Would you copy the records below, exactly and only from their first line through the line containing "framed wall art", without any pictures?

[RECORDS PROVIDED — start]

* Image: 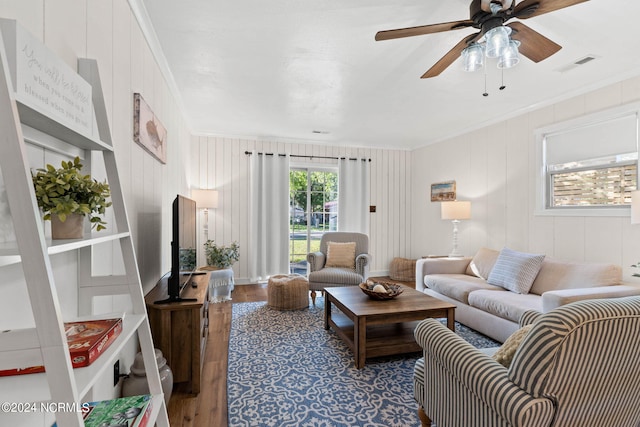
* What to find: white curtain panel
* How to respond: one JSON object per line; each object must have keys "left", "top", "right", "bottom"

{"left": 248, "top": 152, "right": 290, "bottom": 281}
{"left": 338, "top": 158, "right": 370, "bottom": 233}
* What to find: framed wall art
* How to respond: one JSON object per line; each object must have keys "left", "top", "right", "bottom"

{"left": 133, "top": 93, "right": 167, "bottom": 164}
{"left": 431, "top": 180, "right": 456, "bottom": 202}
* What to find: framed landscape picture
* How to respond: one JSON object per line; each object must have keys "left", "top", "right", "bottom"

{"left": 133, "top": 93, "right": 167, "bottom": 164}
{"left": 431, "top": 180, "right": 456, "bottom": 202}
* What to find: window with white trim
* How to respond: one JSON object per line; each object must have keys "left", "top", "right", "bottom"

{"left": 536, "top": 103, "right": 639, "bottom": 215}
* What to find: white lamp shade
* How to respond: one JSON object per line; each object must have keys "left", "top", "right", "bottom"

{"left": 441, "top": 201, "right": 471, "bottom": 220}
{"left": 192, "top": 189, "right": 219, "bottom": 209}
{"left": 631, "top": 190, "right": 640, "bottom": 224}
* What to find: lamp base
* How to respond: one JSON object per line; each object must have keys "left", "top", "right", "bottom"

{"left": 449, "top": 219, "right": 463, "bottom": 258}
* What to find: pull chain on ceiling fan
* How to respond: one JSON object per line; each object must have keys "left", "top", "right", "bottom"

{"left": 375, "top": 0, "right": 590, "bottom": 79}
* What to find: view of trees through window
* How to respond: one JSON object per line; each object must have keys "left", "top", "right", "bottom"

{"left": 289, "top": 168, "right": 338, "bottom": 274}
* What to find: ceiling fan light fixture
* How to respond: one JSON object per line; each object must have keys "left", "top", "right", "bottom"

{"left": 497, "top": 39, "right": 520, "bottom": 69}
{"left": 462, "top": 43, "right": 485, "bottom": 72}
{"left": 484, "top": 26, "right": 511, "bottom": 58}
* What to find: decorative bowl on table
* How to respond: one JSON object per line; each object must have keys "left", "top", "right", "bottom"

{"left": 359, "top": 281, "right": 404, "bottom": 300}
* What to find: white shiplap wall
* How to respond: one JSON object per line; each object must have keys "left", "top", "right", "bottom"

{"left": 190, "top": 136, "right": 413, "bottom": 282}
{"left": 411, "top": 75, "right": 640, "bottom": 281}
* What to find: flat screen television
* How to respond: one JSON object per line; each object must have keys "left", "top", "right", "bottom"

{"left": 155, "top": 194, "right": 198, "bottom": 304}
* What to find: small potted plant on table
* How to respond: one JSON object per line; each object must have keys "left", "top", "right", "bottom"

{"left": 32, "top": 156, "right": 112, "bottom": 239}
{"left": 202, "top": 240, "right": 240, "bottom": 270}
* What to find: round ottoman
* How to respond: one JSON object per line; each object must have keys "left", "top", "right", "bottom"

{"left": 267, "top": 274, "right": 309, "bottom": 310}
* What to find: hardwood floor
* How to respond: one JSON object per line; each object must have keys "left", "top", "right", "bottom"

{"left": 166, "top": 283, "right": 268, "bottom": 427}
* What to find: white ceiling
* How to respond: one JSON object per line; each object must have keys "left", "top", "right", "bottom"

{"left": 136, "top": 0, "right": 640, "bottom": 150}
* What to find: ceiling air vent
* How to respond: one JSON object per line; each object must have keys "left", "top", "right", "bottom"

{"left": 574, "top": 56, "right": 596, "bottom": 65}
{"left": 556, "top": 55, "right": 599, "bottom": 73}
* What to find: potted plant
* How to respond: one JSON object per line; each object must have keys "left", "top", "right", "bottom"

{"left": 32, "top": 156, "right": 112, "bottom": 239}
{"left": 203, "top": 240, "right": 240, "bottom": 269}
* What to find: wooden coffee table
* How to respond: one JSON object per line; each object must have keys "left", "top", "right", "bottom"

{"left": 324, "top": 286, "right": 456, "bottom": 369}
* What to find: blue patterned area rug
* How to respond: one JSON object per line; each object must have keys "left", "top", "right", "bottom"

{"left": 227, "top": 298, "right": 499, "bottom": 427}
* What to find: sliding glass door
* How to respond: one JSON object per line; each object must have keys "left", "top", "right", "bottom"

{"left": 289, "top": 168, "right": 338, "bottom": 275}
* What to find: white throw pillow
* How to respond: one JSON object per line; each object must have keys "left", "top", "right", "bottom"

{"left": 487, "top": 247, "right": 545, "bottom": 294}
{"left": 465, "top": 247, "right": 500, "bottom": 280}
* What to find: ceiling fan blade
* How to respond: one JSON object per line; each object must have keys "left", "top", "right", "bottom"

{"left": 508, "top": 22, "right": 561, "bottom": 62}
{"left": 513, "top": 0, "right": 589, "bottom": 19}
{"left": 421, "top": 33, "right": 480, "bottom": 78}
{"left": 375, "top": 20, "right": 474, "bottom": 41}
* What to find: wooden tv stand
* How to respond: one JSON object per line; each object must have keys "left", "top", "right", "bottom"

{"left": 145, "top": 272, "right": 210, "bottom": 394}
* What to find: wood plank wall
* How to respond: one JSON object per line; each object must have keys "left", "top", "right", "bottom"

{"left": 190, "top": 136, "right": 412, "bottom": 283}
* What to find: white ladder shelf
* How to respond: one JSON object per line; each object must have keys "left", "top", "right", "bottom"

{"left": 0, "top": 20, "right": 169, "bottom": 427}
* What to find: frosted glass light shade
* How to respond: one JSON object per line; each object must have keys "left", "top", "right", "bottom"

{"left": 485, "top": 26, "right": 511, "bottom": 58}
{"left": 462, "top": 44, "right": 485, "bottom": 72}
{"left": 192, "top": 189, "right": 219, "bottom": 209}
{"left": 441, "top": 201, "right": 471, "bottom": 220}
{"left": 497, "top": 40, "right": 520, "bottom": 69}
{"left": 631, "top": 190, "right": 640, "bottom": 224}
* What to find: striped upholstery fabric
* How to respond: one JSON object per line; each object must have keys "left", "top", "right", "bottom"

{"left": 414, "top": 319, "right": 554, "bottom": 427}
{"left": 414, "top": 296, "right": 640, "bottom": 427}
{"left": 510, "top": 296, "right": 640, "bottom": 425}
{"left": 307, "top": 232, "right": 370, "bottom": 292}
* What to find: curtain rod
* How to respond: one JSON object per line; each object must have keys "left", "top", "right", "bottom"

{"left": 244, "top": 151, "right": 371, "bottom": 162}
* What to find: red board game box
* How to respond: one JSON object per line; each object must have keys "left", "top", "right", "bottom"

{"left": 0, "top": 317, "right": 123, "bottom": 376}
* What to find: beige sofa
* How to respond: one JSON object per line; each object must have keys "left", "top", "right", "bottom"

{"left": 415, "top": 247, "right": 640, "bottom": 342}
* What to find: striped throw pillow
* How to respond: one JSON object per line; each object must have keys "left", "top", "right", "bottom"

{"left": 487, "top": 247, "right": 545, "bottom": 294}
{"left": 325, "top": 242, "right": 356, "bottom": 268}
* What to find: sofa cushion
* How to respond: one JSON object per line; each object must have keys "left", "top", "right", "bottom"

{"left": 468, "top": 289, "right": 542, "bottom": 323}
{"left": 465, "top": 247, "right": 500, "bottom": 280}
{"left": 425, "top": 274, "right": 502, "bottom": 304}
{"left": 487, "top": 248, "right": 545, "bottom": 294}
{"left": 529, "top": 258, "right": 622, "bottom": 296}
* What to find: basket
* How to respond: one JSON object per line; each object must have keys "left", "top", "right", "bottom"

{"left": 359, "top": 281, "right": 404, "bottom": 300}
{"left": 389, "top": 257, "right": 416, "bottom": 282}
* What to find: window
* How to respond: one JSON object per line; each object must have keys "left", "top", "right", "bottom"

{"left": 536, "top": 103, "right": 640, "bottom": 216}
{"left": 548, "top": 155, "right": 637, "bottom": 207}
{"left": 289, "top": 168, "right": 338, "bottom": 274}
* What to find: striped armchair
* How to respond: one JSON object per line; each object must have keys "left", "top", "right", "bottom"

{"left": 307, "top": 232, "right": 370, "bottom": 305}
{"left": 413, "top": 296, "right": 640, "bottom": 427}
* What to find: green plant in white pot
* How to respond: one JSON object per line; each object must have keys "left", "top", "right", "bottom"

{"left": 203, "top": 240, "right": 240, "bottom": 269}
{"left": 32, "top": 156, "right": 112, "bottom": 238}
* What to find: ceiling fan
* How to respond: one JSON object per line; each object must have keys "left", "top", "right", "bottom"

{"left": 375, "top": 0, "right": 590, "bottom": 78}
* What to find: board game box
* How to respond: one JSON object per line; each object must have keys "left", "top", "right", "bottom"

{"left": 0, "top": 317, "right": 123, "bottom": 376}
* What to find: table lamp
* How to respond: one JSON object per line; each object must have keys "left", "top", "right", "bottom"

{"left": 191, "top": 189, "right": 219, "bottom": 241}
{"left": 441, "top": 200, "right": 471, "bottom": 257}
{"left": 632, "top": 190, "right": 640, "bottom": 225}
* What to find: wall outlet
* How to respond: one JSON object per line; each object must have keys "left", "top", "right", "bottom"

{"left": 113, "top": 360, "right": 120, "bottom": 386}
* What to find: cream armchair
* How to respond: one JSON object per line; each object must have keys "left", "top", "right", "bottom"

{"left": 307, "top": 232, "right": 370, "bottom": 304}
{"left": 413, "top": 296, "right": 640, "bottom": 427}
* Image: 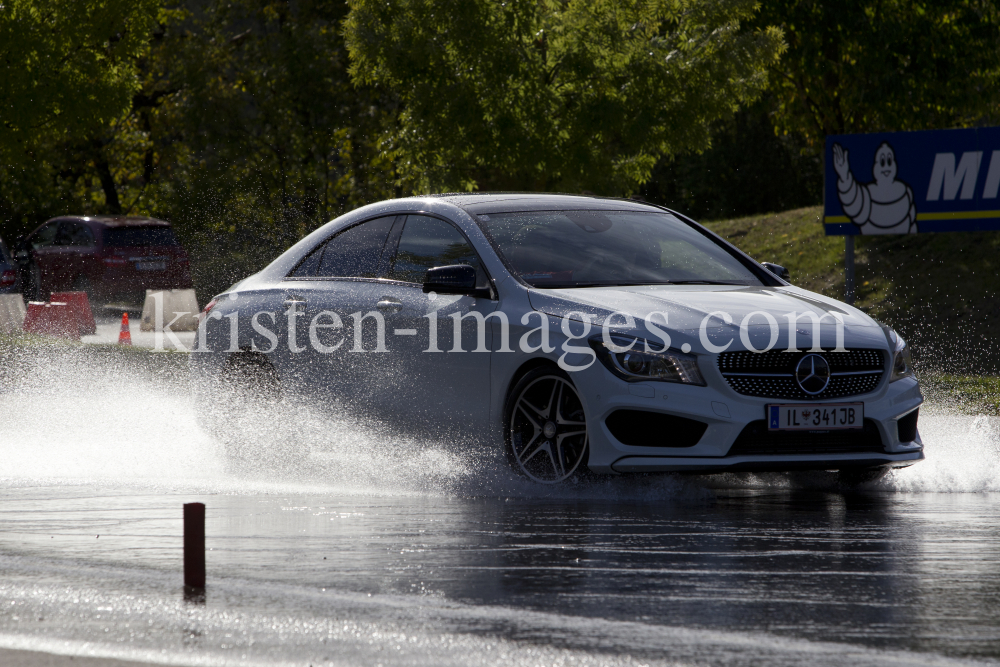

[RECORDS PROVIDED — finish]

» TASK ANSWER
* Image: 
* What to find: white curtain panel
* How to respond: one JSON object per line; each object must have keys "left", "top", "right", "bottom"

{"left": 248, "top": 152, "right": 290, "bottom": 281}
{"left": 338, "top": 158, "right": 370, "bottom": 233}
* What to find: framed wall art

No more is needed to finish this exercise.